GIVEN EXERCISE >> How many lines of the listing below contain the string "stem"? Reply with the number alone.

THE DATA >>
......
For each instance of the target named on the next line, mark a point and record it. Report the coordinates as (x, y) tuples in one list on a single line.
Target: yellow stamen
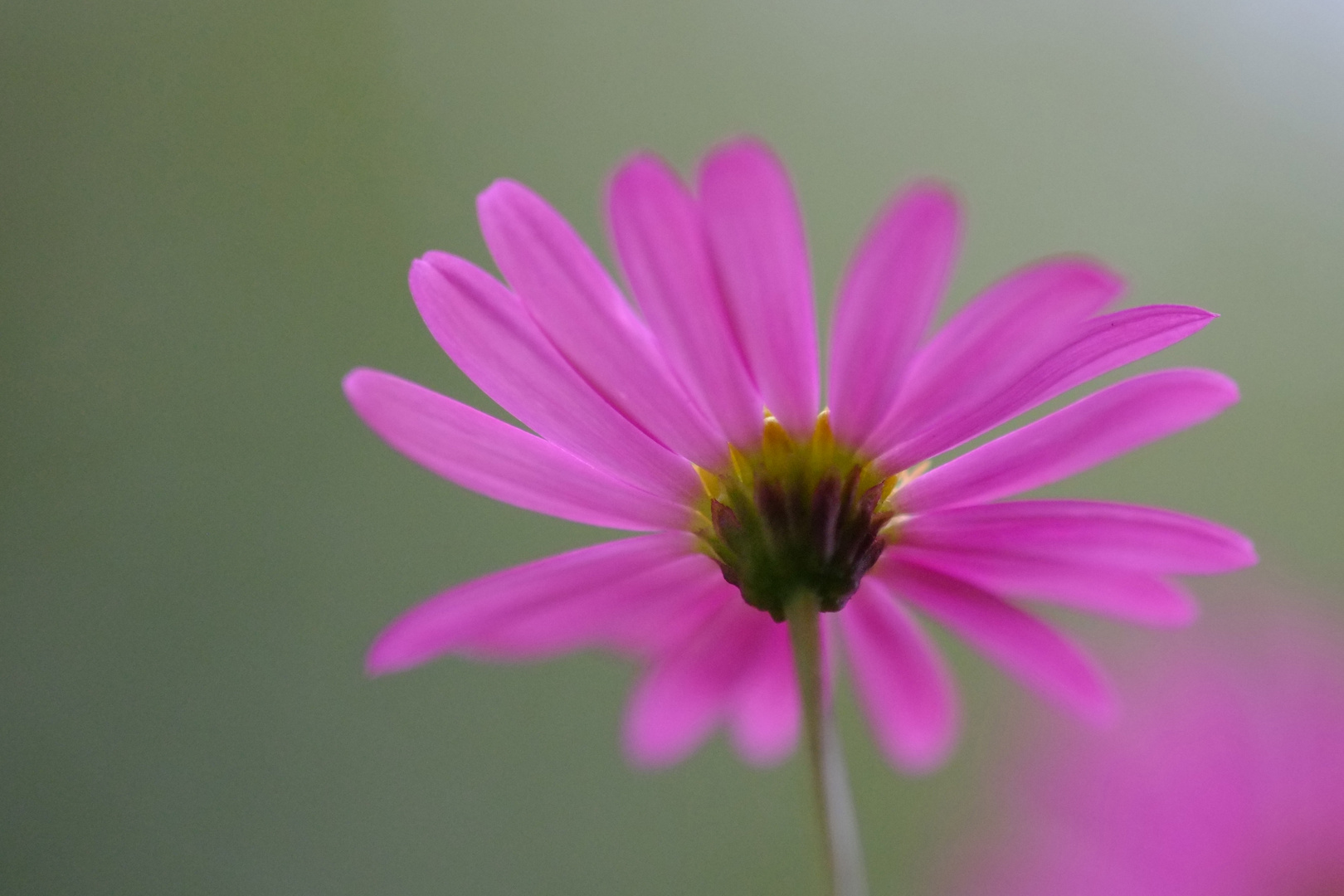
......
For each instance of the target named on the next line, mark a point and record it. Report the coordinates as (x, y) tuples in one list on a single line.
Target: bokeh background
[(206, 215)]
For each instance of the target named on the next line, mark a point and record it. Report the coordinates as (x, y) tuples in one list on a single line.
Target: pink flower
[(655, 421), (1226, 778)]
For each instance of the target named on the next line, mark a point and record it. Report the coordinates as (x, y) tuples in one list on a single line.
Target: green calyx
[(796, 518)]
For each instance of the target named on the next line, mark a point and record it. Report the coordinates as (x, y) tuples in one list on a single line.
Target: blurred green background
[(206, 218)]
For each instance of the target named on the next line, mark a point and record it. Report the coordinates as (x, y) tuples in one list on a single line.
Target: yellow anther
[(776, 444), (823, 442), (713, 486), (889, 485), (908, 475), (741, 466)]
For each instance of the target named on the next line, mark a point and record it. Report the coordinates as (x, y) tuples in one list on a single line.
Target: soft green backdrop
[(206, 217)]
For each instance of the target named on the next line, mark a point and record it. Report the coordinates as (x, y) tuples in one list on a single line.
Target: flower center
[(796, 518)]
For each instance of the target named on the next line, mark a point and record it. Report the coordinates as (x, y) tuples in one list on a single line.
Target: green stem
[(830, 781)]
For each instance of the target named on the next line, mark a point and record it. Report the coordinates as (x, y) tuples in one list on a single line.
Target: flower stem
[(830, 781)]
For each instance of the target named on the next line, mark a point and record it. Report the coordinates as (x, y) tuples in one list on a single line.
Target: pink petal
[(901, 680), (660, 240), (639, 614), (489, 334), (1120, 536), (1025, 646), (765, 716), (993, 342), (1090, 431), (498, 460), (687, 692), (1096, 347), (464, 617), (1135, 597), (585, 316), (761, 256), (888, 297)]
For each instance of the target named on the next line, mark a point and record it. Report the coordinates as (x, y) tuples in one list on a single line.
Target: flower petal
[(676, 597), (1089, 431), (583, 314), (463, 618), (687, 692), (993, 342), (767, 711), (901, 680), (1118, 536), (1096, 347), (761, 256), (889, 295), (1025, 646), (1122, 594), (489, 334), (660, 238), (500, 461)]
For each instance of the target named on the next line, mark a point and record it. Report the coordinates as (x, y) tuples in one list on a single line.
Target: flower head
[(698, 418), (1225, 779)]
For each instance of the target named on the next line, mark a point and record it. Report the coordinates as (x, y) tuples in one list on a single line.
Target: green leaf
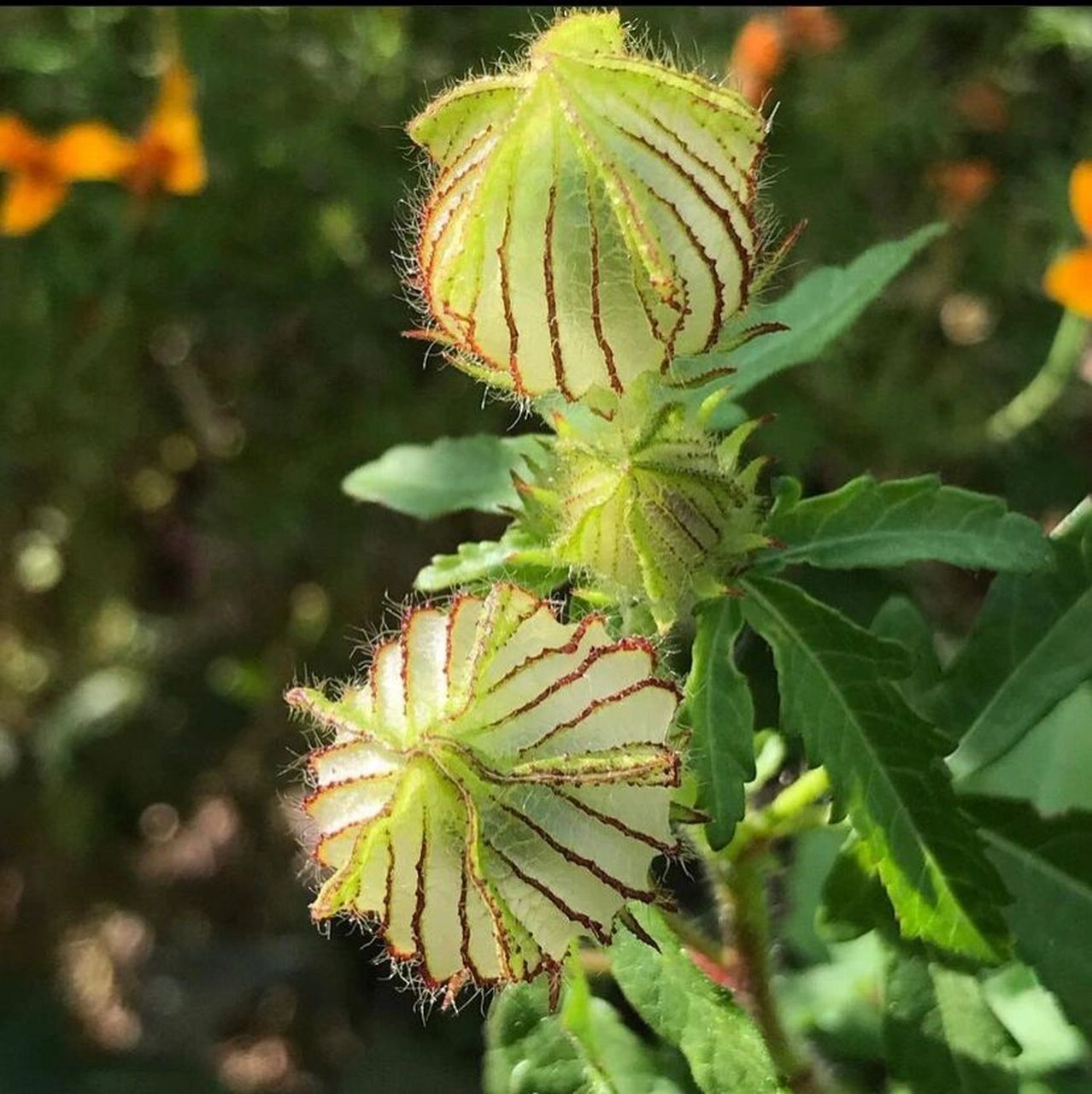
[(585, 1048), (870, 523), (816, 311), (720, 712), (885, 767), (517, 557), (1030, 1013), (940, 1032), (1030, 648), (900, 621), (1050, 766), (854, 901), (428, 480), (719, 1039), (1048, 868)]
......
EXERCISE RESPONSE >> 2